### Task details
Reproduce every line of the data below without changing a single character.

++++ Information supplied ++++

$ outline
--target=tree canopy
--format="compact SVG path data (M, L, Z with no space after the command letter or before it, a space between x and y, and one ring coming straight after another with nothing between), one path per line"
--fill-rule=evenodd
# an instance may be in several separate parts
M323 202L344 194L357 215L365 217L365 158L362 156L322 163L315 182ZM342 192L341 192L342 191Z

++++

### Exercise output
$ outline
--target=tree canopy
--format="compact SVG path data (M, L, Z with no space after the command letter or before it, a space between x and y, and one ring coming straight after another with nothing between), one path per line"
--fill-rule=evenodd
# an instance may be in several separate parts
M323 202L344 194L357 215L365 217L365 158L362 156L322 163L315 182ZM342 192L341 192L342 191Z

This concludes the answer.